Reproduce every one of the records below word for word, keeping each line in its original order.

** start of Input data **

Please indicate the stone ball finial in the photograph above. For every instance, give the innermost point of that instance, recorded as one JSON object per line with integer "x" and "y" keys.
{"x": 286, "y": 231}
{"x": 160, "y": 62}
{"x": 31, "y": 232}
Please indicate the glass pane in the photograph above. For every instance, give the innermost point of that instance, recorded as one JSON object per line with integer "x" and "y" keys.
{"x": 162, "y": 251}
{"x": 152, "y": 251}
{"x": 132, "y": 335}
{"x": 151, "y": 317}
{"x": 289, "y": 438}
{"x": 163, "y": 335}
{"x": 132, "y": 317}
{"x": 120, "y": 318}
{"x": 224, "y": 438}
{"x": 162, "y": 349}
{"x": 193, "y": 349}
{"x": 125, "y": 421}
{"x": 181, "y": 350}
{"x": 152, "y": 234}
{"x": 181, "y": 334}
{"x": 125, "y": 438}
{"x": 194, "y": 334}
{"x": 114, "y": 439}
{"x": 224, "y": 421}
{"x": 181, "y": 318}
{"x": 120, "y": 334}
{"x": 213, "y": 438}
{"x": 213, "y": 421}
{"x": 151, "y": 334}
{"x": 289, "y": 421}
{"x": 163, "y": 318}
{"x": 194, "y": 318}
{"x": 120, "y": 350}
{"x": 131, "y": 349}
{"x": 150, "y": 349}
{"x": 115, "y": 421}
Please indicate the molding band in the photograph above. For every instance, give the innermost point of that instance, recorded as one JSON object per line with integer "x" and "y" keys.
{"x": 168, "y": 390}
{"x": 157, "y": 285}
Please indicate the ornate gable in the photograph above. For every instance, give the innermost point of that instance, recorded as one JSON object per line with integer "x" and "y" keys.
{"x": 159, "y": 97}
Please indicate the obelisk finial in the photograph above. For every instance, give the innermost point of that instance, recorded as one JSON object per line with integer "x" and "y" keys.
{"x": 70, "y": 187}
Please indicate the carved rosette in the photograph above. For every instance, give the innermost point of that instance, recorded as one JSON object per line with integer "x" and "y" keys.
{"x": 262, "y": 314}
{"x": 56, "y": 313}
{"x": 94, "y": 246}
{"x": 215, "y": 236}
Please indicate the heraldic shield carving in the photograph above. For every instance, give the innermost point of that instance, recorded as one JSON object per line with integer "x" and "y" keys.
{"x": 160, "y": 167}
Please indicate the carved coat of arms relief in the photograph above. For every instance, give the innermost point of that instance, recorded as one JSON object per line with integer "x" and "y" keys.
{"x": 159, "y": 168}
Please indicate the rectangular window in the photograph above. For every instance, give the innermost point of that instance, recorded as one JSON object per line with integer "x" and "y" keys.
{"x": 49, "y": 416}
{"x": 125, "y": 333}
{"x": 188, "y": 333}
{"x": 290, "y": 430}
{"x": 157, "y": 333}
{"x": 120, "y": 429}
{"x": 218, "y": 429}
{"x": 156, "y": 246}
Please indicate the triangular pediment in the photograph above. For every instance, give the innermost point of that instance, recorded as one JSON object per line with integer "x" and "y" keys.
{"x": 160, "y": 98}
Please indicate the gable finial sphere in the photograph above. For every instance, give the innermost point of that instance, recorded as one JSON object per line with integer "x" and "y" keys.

** end of Input data **

> **Solution to this task**:
Please indicate the stone ball finial in the photograph above. For every instance, give the innermost point of that instance, recorded as one JSON object per line with integer "x" and "y" keys.
{"x": 286, "y": 231}
{"x": 160, "y": 62}
{"x": 31, "y": 232}
Please indicate the glass pane in the photograph above. For every instance, give the innermost point of that instance, recorded as one JSON object per line with integer "x" and "y" keys.
{"x": 162, "y": 251}
{"x": 152, "y": 251}
{"x": 132, "y": 335}
{"x": 151, "y": 317}
{"x": 289, "y": 438}
{"x": 163, "y": 335}
{"x": 132, "y": 317}
{"x": 120, "y": 318}
{"x": 224, "y": 438}
{"x": 162, "y": 349}
{"x": 193, "y": 349}
{"x": 125, "y": 421}
{"x": 181, "y": 350}
{"x": 152, "y": 234}
{"x": 181, "y": 334}
{"x": 125, "y": 438}
{"x": 194, "y": 334}
{"x": 114, "y": 439}
{"x": 224, "y": 421}
{"x": 181, "y": 318}
{"x": 120, "y": 334}
{"x": 213, "y": 438}
{"x": 213, "y": 421}
{"x": 151, "y": 334}
{"x": 289, "y": 421}
{"x": 163, "y": 318}
{"x": 194, "y": 318}
{"x": 120, "y": 350}
{"x": 131, "y": 349}
{"x": 150, "y": 349}
{"x": 115, "y": 421}
Please indicate the molding band in the photograph above. For every instance, give the innermost point of that instance, recorded as one JSON object per line with integer "x" and "y" keys.
{"x": 168, "y": 390}
{"x": 157, "y": 285}
Please indicate the ornate gable in the photograph above. For every instance, give the innermost point of that instance, recorded as one JSON object per line with integer "x" and "y" keys.
{"x": 159, "y": 97}
Please indicate the obelisk finial in the photograph above. For every instance, give the innermost point of that instance, recorded as one JSON object per line with integer "x" and "y" keys.
{"x": 70, "y": 187}
Please indicate the carved rosette in the photograph above. For every instance, give the innermost point of that instance, recorded as one JSON object per line with integer "x" and "y" keys.
{"x": 262, "y": 314}
{"x": 56, "y": 313}
{"x": 94, "y": 246}
{"x": 215, "y": 236}
Please indicate the heraldic shield carving in the photograph above. For every instance, give the innermost point of that instance, recorded as one JSON object per line with integer "x" and "y" keys.
{"x": 160, "y": 167}
Please indicate the carved coat of arms relief in the photograph above. For every instance, give the innermost point of that instance, recorded as one JSON object per line with integer "x" and "y" keys.
{"x": 159, "y": 168}
Please indicate the rectangular window in the photograph above. For every instance, give the innermost point of that instance, recorded as one JSON object per line with integer "x" and "y" keys.
{"x": 49, "y": 416}
{"x": 125, "y": 333}
{"x": 188, "y": 333}
{"x": 290, "y": 430}
{"x": 157, "y": 333}
{"x": 120, "y": 429}
{"x": 218, "y": 429}
{"x": 156, "y": 246}
Please indicate the triangular pediment in the photograph above. For every instance, give the innermost point of that instance, recorded as one JSON object per line with integer "x" and "y" keys.
{"x": 160, "y": 98}
Please indicate the gable finial sphere in the photograph above. For every instance, give the innermost point of that instance, recorded as one JSON object per line with integer "x" and "y" keys.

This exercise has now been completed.